■ Task to complete ■
Answer these questions about the dataset summary code:
1. Which column is the summary DataFrame sorted by, and in what order?
2. Which pandas function reads each file?
3. Which three keys in parquet_files point to files without the ".gzip" extension?

(Quoted passage Opens)

In [1]:
import pandas as pd


In [118]:
def summarize_dataset(file_path):
    # Read the Parquet file
    df = pd.read_parquet(file_path)
    
    # Calculate missing values per column
    missing_values = df.isnull().sum()
    missing_percentage = (missing_values / len(df)) * 100
    data_types = df.dtypes  # Get the data types of each column
    
    # Prepare the summary DataFrame
    summary_df = pd.DataFrame({
        'Column': missing_values.index,
        'Missing Values': missing_values.values,
        'Percentage Missing (%)': missing_percentage.values,
        'Data Type': data_types.values  # Add the data types to the summary
    })
    
    # Sort the summary DataFrame by the number of missing values, descending
    summary_df = summary_df.sort_values(by='Missing Values', ascending=False)
    
    # Reset index for neat presentation
    summary_df.reset_index(drop=True, inplace=True)
    
    return summary_df


parquet_files = {
    "aed_locations": r"Data\Data\aed_locations.parquet.gzip",
    "cad9": r"Data\Data\cad9.parquet.gzip",
    "interventions_bxl": r"Data\Data\interventions_bxl.parquet.gzip",
    "ambulance_locations": r"Data\Data\ambulance_locations.parquet.gzip",
    "interventions_bxl": r"Data\Data\interventions_bxl.parquet.gzip",
    "interventions_bxl2": r"Data\Data\interventions_bxl2.parquet.gzip",
    "interventions1": r"Data\Data\interventions1.parquet",
    "interventions2": r"Data\Data\interventions2.parquet",
    "interventions3": r"Data\Data\interventions3.parquet",
    "mug_locations": r"Data\Data\mug_locations.parquet.gzip",
    "pit_locations": r"Data\Data\pit_locations.parquet.gzip"

(Quoted passage Closes)
(Entries provided Opens)

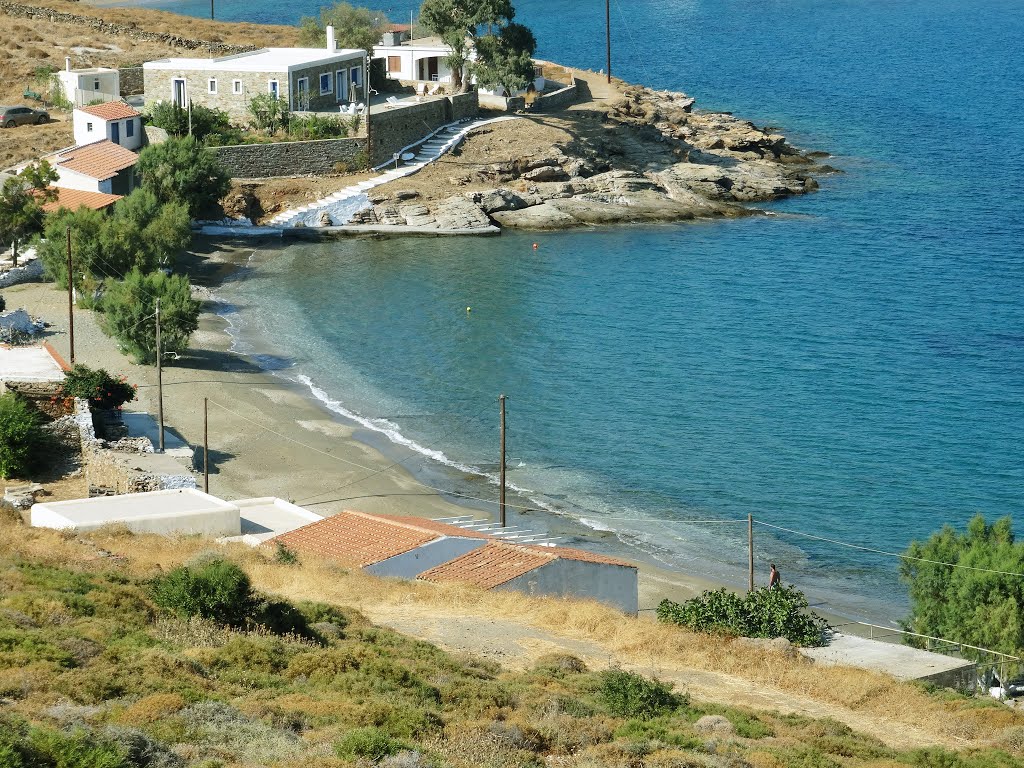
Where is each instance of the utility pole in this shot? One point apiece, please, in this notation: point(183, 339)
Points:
point(206, 449)
point(71, 301)
point(160, 380)
point(607, 35)
point(370, 142)
point(501, 471)
point(750, 552)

(Entries provided Closes)

■ Task result ■
1. It is sorted by "Missing Values" in descending order.
2. pd.read_parquet
3. interventions1, interventions2 and interventions3